STUDY MATERIAL section start
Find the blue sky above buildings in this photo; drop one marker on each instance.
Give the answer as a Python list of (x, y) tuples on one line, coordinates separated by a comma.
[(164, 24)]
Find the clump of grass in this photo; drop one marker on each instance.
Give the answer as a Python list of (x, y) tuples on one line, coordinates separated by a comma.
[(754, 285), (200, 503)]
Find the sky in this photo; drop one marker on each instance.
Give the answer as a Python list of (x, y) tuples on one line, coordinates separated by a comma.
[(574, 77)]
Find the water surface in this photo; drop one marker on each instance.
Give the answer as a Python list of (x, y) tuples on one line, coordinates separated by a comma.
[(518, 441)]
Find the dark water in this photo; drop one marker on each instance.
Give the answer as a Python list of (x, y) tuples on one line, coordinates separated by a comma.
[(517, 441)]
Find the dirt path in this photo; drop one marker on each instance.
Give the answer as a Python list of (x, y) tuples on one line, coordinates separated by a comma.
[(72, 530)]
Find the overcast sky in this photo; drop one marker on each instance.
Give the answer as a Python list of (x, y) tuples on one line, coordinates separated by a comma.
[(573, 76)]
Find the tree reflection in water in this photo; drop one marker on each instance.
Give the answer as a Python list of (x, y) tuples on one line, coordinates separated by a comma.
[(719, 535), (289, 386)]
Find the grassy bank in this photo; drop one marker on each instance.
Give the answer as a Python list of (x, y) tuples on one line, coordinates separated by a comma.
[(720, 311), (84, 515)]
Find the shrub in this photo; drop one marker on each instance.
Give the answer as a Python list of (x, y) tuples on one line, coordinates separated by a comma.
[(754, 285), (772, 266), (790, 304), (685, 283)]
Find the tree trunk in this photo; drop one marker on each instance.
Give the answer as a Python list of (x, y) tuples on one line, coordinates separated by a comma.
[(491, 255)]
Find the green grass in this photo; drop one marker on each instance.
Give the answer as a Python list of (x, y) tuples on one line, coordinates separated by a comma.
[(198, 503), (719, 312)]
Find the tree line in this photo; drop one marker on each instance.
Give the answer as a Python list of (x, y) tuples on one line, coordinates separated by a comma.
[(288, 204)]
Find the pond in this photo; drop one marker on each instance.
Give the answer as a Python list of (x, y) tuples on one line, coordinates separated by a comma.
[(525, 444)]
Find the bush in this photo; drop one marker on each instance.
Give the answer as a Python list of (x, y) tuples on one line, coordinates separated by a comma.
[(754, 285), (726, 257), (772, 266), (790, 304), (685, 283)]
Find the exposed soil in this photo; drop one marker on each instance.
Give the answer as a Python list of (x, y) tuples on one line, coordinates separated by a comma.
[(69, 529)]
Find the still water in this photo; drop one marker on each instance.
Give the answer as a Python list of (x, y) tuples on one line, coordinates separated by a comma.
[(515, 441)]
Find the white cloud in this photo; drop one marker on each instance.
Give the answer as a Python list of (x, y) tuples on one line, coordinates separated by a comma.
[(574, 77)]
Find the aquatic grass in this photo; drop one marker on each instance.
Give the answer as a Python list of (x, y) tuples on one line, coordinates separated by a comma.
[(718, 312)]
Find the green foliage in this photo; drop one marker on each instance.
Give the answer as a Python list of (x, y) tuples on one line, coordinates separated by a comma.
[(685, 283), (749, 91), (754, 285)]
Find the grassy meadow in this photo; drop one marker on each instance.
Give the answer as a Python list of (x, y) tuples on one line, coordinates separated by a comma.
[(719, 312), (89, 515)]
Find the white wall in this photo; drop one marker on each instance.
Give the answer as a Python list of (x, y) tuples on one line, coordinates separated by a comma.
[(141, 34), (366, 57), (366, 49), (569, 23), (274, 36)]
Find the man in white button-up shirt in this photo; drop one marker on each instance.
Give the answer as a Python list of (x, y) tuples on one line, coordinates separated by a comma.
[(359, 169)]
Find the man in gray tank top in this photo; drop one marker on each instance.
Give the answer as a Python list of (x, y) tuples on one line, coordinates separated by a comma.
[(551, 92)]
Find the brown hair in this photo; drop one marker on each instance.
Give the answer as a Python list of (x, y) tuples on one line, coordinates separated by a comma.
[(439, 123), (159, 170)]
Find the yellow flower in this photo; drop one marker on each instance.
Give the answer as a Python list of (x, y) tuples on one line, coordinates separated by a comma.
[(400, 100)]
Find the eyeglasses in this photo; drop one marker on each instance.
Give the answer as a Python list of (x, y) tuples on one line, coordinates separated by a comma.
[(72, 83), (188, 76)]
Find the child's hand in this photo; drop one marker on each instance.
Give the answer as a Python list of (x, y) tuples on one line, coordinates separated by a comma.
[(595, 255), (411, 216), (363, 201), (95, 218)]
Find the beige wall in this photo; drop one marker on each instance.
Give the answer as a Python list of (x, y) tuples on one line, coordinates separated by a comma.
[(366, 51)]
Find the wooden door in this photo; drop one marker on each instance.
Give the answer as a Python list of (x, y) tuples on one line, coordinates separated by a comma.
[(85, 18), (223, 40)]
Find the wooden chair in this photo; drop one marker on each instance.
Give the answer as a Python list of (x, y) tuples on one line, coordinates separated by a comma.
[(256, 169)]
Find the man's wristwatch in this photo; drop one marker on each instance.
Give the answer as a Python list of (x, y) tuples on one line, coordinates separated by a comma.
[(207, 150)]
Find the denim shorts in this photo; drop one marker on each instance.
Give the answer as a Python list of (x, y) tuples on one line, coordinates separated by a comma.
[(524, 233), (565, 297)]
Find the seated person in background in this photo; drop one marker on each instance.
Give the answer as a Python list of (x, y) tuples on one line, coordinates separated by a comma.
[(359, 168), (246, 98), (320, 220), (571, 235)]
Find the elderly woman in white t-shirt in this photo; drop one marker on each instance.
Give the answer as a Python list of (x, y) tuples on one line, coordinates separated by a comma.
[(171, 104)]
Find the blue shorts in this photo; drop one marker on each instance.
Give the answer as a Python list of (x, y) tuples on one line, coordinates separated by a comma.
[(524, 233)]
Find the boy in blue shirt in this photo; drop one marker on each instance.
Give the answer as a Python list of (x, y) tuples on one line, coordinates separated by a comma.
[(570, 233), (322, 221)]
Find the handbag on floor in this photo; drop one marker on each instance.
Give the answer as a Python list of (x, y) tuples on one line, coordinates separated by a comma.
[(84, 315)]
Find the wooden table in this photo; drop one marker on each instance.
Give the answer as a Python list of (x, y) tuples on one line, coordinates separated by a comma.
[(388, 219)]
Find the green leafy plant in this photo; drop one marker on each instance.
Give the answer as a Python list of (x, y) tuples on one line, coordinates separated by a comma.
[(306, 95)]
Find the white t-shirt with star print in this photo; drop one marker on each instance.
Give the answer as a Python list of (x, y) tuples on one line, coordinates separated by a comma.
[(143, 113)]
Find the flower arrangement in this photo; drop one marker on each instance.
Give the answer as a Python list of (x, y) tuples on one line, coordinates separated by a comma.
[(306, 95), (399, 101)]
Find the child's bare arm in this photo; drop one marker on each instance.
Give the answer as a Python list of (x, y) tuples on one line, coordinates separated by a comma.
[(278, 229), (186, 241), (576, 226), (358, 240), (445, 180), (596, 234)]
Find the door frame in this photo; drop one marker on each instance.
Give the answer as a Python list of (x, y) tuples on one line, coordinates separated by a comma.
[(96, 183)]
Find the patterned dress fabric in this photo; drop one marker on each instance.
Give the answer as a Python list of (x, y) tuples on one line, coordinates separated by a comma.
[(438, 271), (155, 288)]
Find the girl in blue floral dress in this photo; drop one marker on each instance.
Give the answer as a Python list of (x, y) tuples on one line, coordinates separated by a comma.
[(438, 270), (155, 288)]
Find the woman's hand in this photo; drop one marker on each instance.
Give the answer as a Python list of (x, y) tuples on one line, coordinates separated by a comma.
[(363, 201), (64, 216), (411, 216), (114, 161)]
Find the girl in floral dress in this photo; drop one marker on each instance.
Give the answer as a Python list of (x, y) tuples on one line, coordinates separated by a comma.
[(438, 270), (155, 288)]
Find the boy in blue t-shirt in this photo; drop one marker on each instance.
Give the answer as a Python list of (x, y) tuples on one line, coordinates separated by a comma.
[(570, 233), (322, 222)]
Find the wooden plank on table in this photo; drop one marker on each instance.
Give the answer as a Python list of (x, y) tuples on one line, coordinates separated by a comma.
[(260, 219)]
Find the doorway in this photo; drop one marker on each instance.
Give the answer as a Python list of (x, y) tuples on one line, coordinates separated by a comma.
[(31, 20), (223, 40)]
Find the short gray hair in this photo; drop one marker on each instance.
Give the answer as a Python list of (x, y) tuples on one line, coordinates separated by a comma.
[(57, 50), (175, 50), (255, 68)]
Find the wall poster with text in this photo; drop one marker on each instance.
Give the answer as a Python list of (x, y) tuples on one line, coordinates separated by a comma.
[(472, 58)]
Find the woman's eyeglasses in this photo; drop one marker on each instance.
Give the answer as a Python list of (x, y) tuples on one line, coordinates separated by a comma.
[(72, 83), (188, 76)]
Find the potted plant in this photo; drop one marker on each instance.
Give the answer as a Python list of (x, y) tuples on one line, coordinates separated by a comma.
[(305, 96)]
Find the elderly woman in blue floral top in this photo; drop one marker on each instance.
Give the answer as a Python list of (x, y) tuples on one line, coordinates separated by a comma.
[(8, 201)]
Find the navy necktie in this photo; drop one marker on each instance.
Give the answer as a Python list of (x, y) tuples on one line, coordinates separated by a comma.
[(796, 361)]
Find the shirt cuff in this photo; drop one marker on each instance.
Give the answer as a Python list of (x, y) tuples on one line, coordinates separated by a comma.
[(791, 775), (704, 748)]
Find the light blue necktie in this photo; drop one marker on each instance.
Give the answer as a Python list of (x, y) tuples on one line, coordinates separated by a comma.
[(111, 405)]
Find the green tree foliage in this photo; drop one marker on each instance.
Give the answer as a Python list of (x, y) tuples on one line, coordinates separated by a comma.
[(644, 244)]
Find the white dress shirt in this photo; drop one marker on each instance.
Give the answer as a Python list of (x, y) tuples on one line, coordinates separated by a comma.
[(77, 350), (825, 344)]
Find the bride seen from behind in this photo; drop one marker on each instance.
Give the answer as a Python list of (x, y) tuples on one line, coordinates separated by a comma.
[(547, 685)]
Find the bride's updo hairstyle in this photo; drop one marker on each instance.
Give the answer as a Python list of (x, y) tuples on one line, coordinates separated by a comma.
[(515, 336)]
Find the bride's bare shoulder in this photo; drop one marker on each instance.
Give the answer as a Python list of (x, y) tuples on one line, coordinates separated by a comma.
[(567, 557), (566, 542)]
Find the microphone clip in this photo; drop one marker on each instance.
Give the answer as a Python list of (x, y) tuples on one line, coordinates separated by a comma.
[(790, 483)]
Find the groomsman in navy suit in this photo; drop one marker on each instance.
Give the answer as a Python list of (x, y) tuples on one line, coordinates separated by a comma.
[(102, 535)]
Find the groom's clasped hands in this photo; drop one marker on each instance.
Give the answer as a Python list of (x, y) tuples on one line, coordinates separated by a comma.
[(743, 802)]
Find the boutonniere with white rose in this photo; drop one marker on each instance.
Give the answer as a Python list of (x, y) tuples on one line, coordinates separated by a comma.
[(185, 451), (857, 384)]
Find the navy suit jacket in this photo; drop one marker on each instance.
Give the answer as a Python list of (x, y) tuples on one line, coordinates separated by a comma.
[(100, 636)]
STUDY MATERIAL section end
EXERCISE AIM:
Gather all lines from the listing above in which "table" occurs.

THE ANSWER:
Find the wooden table in this photo; drop one marker on each instance.
Find the wooden plank on table in this photo; drop one marker on each instance.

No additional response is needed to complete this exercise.